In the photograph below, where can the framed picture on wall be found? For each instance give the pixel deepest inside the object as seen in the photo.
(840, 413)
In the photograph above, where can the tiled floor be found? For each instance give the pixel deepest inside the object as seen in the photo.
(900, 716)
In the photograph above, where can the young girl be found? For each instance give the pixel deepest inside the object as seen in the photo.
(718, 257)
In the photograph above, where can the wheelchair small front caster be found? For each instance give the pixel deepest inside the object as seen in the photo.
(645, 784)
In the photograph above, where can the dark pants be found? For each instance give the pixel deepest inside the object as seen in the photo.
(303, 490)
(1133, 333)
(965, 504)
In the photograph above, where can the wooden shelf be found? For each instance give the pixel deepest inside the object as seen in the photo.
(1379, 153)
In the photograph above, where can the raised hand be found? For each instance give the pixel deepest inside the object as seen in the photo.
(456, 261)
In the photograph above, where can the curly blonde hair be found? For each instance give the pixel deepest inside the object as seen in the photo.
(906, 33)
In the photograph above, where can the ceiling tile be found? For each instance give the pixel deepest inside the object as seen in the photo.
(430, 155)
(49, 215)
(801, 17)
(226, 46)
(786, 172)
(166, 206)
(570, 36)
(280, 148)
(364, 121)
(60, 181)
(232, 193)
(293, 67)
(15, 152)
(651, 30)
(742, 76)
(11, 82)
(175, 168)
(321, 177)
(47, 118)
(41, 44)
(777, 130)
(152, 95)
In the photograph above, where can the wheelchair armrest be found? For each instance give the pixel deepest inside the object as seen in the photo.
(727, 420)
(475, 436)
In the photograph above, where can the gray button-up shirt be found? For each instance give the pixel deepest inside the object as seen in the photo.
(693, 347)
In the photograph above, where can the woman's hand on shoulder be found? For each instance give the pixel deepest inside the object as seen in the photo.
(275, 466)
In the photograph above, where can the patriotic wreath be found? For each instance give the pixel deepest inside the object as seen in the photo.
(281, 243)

- - - - -

▸ **Task description**:
Could you output exactly the lines from the one containing "In the photograph above, where can the wooden" to the end of the entries above, both included, and no others?

▸ **Result of this task**:
In the photograph above, where can the wooden shelf be found? For each instance give the pixel deepest inside the object as seen in the photo.
(1379, 153)
In the photograph above, where can the raised hand be found? For each instance give the pixel deepest inside the object as seen in the photo.
(456, 261)
In the photograph above, where can the curly blonde hair be found? For each instance give the pixel deepest inside the object as seen in the photo.
(906, 33)
In the photograph above, where can the ceiling tile be found? For each instance give the pixel deepest inside the object as seen in the photo.
(430, 155)
(49, 215)
(801, 17)
(226, 46)
(786, 172)
(166, 206)
(570, 36)
(280, 148)
(364, 121)
(60, 181)
(232, 193)
(293, 67)
(15, 152)
(651, 30)
(742, 76)
(11, 82)
(175, 168)
(321, 177)
(47, 118)
(41, 44)
(777, 130)
(152, 95)
In the photograph above, where can the wheelchair armrest be found? For each instance give the pixel deepest inside the object as seen in the photo.
(727, 420)
(475, 436)
In the photograph above, where can the gray button-up shirt be found? For each instance give the pixel deepest inside the object as seen in the photo.
(693, 347)
In the photograph above, where can the woman's hand on shoulder be found? For each instance give the pixel deepest inside the object as seen in the photo.
(275, 466)
In the photograph above, where can the patriotic wreath be found? For each instance give the pixel deepest inside the object as seen in the photo.
(281, 243)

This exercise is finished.